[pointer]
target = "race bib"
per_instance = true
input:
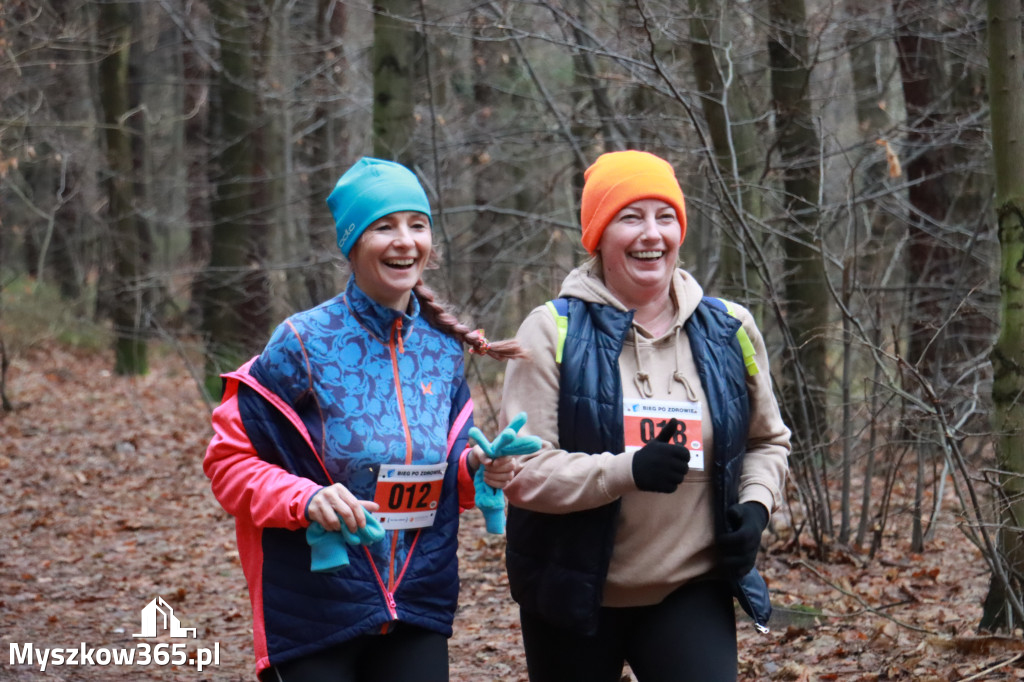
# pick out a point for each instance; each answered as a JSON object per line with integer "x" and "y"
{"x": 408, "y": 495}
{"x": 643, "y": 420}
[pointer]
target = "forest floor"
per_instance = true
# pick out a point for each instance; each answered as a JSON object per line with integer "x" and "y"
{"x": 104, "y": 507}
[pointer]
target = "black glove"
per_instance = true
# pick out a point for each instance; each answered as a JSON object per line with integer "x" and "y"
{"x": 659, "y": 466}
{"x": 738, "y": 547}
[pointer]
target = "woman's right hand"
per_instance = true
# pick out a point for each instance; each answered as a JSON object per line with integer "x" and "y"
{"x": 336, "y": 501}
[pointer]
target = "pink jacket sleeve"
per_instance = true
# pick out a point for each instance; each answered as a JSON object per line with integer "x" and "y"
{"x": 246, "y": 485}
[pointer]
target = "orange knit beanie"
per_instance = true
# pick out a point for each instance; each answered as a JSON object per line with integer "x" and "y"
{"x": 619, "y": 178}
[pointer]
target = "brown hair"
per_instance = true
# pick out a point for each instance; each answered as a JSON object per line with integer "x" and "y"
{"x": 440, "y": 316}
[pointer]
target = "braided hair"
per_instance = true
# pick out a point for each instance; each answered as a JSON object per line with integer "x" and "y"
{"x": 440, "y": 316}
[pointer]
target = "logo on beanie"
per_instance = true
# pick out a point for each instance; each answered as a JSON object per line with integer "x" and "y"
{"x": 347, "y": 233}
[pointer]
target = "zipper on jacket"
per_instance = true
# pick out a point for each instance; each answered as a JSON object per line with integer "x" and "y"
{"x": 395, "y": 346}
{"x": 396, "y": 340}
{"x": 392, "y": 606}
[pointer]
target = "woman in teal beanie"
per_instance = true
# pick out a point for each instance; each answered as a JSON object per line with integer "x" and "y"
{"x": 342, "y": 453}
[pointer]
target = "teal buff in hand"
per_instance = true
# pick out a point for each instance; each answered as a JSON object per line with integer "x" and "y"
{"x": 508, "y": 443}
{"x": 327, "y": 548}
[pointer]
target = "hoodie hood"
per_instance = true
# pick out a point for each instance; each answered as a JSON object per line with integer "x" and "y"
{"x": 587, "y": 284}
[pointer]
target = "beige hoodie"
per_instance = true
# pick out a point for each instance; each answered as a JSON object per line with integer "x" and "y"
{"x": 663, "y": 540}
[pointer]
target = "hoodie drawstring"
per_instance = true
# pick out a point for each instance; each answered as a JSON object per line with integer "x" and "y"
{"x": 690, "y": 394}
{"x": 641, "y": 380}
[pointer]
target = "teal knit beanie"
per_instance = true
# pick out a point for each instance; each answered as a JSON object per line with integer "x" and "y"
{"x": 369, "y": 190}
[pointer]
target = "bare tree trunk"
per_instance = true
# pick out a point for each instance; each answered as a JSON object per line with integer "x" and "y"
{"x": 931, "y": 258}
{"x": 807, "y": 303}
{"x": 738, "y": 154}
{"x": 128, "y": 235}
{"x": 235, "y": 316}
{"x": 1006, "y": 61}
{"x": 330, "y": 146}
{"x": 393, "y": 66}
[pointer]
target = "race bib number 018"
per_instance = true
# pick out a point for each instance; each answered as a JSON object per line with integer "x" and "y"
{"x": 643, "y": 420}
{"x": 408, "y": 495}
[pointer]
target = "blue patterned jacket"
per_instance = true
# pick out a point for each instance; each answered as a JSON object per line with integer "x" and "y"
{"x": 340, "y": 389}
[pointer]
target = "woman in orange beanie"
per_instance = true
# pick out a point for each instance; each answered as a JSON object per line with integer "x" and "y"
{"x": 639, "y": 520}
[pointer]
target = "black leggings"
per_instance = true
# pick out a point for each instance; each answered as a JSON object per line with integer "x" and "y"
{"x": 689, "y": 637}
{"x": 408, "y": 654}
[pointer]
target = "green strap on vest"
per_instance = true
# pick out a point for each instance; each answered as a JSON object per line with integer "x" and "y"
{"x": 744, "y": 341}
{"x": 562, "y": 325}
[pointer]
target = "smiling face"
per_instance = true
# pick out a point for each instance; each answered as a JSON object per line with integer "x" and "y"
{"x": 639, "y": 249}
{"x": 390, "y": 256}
───
Stated task:
Count the lines in the listing that contain the string "hand" and reply with only that number.

Written solution:
2